> **WHAT TO WORK ON**:
1. Sum up the blog post on turning QA test cases into AI-assisted ones in two sentences.
2. Pick up the blog post on turning QA test cases into AI-assisted ones after its last sentence and carry it forward.

> **TEXT PASSAGE**:
- - - -

Last month, I was scrolling through Reddit when I came across a discussion that made me pause. Someone was talking about how "vibe coding" was turning senior developers into "AI babysitters." The term stung a bit, but it also made me laugh—because that's exactly what I'd been doing for the past few months.

You see, at Bizom where I work, I was asked to help transform our traditional QA test cases into AI-assisted ones. What started as a routine project became something that completely changed how I think about my role as a developer. I went from writing test cases to... well, babysitting AI.

But here's the thing—it was one of the most eye-opening experiences of my career. Let me tell you what it was really like.

The Project That Changed Everything

So here's what happened. At Bizom, we handle millions of transactions every day through our APIs. When I was asked to help build a new testing framework for the QA team, I thought it would be a straightforward project. A few weeks of coding, some test cases, and we'd be done.

The catch? This was an add-on project I'd be working on in my free time after work.

But then my mentor, Bhupendra Pandey, approached me with an interesting proposition: "I know you've been working on some AI projects here at Bizom. Why don't you try using AI for this? I've been hearing good things about AI-assisted development. Let's see if we can transform our traditional QA test cases into AI-assisted ones."

I was intrigued. I had indeed been working on some AI projects at Bizom, but I'd never used AI tools for a testing framework before. Plus, I had to admit something: I'm a developer, and this was my first time writing production-ready QA test cases. I was stepping into unfamiliar territory.

Still, I figured it was worth a try. I used multiple AI tools—Playwright MCP, Postman MCP, MySQL MCP—all integrated with Cursor as my IDE to help me build most of the framework. What I didn't realize was that this would turn me into something I never expected to be: an AI babysitter.

The project was supposed to take 8-12 weeks. With AI help, we've achieved 4x faster development, and we're still working on it in my spare time. But the experience so far has been unlike anything I'd experienced in my career.

My First Day as an AI Babysitter

I remember the first day clearly. My mentor Bhupendra had given me the green light to experiment with AI, building on my previous AI experience at Bizom. I opened up Cursor with all the MCP tools integrated and asked it to create a simple test for our authentication API. I was excited—this was going to be so much faster than writing test cases manually.

The AI generated something that looked perfect at first glance. Clean, well-structured test code. But when I ran it, it failed immediately. The AI had assumed our API returned JSON, but this particular endpoint returns XML. Our API actually supports both formats depending on the endpoint, which made things even more confusing for the AI.

That's when I realized what "babysitting" really meant.

- - - -

> **MATERIAL PROVIDED**:
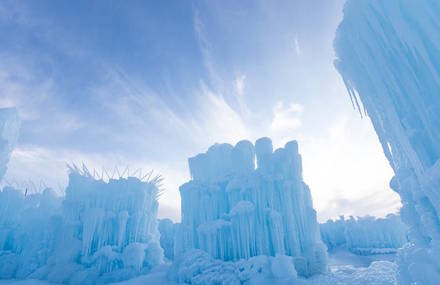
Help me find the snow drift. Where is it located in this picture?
[0,168,163,284]
[320,214,408,255]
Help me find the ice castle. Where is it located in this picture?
[175,138,327,276]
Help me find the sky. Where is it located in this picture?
[0,0,400,221]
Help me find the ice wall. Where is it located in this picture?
[320,214,408,254]
[175,138,327,276]
[0,108,20,181]
[159,219,177,260]
[334,0,440,284]
[0,168,163,284]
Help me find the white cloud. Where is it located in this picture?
[234,74,246,97]
[270,101,303,134]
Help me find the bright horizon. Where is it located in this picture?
[0,1,400,222]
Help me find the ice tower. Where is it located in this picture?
[0,108,20,181]
[334,0,440,284]
[175,138,327,276]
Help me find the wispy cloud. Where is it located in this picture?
[271,101,304,133]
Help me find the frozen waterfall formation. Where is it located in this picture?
[0,167,163,284]
[320,214,408,255]
[335,0,440,284]
[175,138,327,276]
[0,108,20,181]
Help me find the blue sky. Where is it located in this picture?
[0,0,400,220]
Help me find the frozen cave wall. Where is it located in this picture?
[0,108,20,181]
[0,169,163,284]
[175,138,327,276]
[320,214,408,255]
[334,0,440,284]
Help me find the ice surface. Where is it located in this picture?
[159,219,177,260]
[0,168,163,284]
[335,0,440,284]
[0,108,20,181]
[320,214,408,255]
[175,138,327,276]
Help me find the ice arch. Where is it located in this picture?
[334,0,440,284]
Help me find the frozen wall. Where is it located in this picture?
[0,108,20,181]
[334,0,440,284]
[175,138,327,276]
[0,168,163,284]
[159,219,177,260]
[320,214,408,254]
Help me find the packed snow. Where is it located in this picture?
[334,0,440,284]
[0,167,163,284]
[175,138,327,276]
[0,0,440,285]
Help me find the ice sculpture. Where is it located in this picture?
[334,0,440,284]
[159,219,177,260]
[175,138,327,276]
[0,167,163,284]
[320,214,408,255]
[0,108,20,181]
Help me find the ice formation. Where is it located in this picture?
[335,0,440,284]
[320,214,408,255]
[0,108,20,181]
[175,138,327,276]
[0,168,163,284]
[159,219,177,260]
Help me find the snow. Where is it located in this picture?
[334,0,440,284]
[0,108,20,181]
[159,219,177,260]
[0,167,163,284]
[320,214,408,252]
[175,138,327,276]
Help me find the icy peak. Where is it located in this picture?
[188,137,301,182]
[175,137,326,276]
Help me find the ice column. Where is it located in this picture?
[334,0,440,284]
[175,138,327,276]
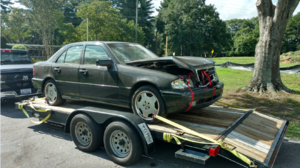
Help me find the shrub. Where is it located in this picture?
[12,44,28,51]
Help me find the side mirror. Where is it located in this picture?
[96,60,112,68]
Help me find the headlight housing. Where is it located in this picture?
[171,79,194,89]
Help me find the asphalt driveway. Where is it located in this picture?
[1,104,300,168]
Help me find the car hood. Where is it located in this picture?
[126,56,215,71]
[0,64,33,73]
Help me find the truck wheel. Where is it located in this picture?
[44,79,66,106]
[104,121,143,166]
[131,85,167,124]
[70,114,103,152]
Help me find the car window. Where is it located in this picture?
[84,45,109,65]
[65,46,83,64]
[56,51,67,63]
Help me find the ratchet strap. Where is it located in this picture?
[154,115,256,167]
[18,98,51,124]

- - - -

> **RESPONSES TO THE TASKS**:
1. At Bizom, the writer, a developer writing production-ready QA test cases for the first time, took on a spare-time project to turn traditional QA test cases into AI-assisted ones at a mentor's suggestion, using Playwright MCP, Postman MCP and MySQL MCP integrated with Cursor. Development has gone 4x faster, but on the first day an AI-generated authentication test failed because it assumed JSON where the endpoint returns XML, which showed the writer what "babysitting" AI really meant.

2.
The Daily Routine of an AI Babysitter

Every evening after work, I'd sit down with my laptop and start by explaining the same things to the AI:

"Good evening, AI. Remember, our API supports both XML and JSON depending on the endpoint. The authentication endpoint returns XML, but the orders endpoint returns JSON. And the authentication flow works like this..."

It was like having a brilliant intern who had amnesia every single day. I'd spend the first hour of each evening just getting the AI up to speed on what we were building.

That was until I discovered Cursor rules. Once I set up a .cursorrules file with all our project context, the AI already knew our standards and patterns. It was like giving the intern a comprehensive handbook they could always reference.

The Frustration Moments

There were days when I wanted to throw my laptop out the window. I'd ask the AI to create a test for order creation, and it would generate something that looked right but was completely wrong:

test('should create order', async () => {
  const response = await api.createOrder(orderData);
  expect(response.status).toBe(200);
});

Simple, right? But our API doesn't work that way. You need to authenticate first, then create a test product, then create the order. The AI just didn't understand the business logic.

But here's the thing—I was struggling too. As a developer, I knew how to write code, but I didn't really understand what makes a good test case. What should I be testing? How do I structure it? What edge cases should I consider? I was learning QA concepts on the fly while also trying to teach the AI.

I found myself constantly explaining things that seemed obvious to me but were completely foreign to the AI, while also figuring out what I should be testing in the first place.

The "Aha" Moments

But then there were moments when the AI would surprise me. It would suggest test patterns I hadn't thought of, or generate helper functions that were more elegant than what I would have written.

One day, I was struggling with error handling in our test cases, and the AI suggested a retry mechanism that was actually quite clever. It was like having a testing partner who sometimes had brilliant ideas, even if they didn't always understand the context.

The AI also taught me about QA best practices I didn't know. It would suggest testing scenarios I hadn't considered, like testing with invalid data, testing timeout scenarios, or testing concurrent requests. As a developer, I was focused on making things work, but the AI helped me think about how things could break.

The Emotional Rollercoaster

Working with AI tools was an emotional journey. Some days I felt like a genius—watching the AI generate complex test cases in seconds that would have taken me hours to write. Other days I felt like a frustrated teacher trying to explain basic testing concepts to a student who just wasn't getting it.

The Highs

There were moments when I felt like I was working with a superhuman testing partner. The AI would generate 20 test files in the time it took me to write one. It would suggest test patterns I'd never thought of, or create helper functions that were more elegant than anything I could have written.

I remember one particularly satisfying moment when the AI generated a complete authentication test flow that handled all the edge cases I'd been struggling with. It was like watching magic happen.

The Lows

But then there were the frustrating moments. Days when I spent more time explaining basic testing concepts than actually building test cases. Times when the AI would generate test code that looked perfect but was completely wrong for our use case.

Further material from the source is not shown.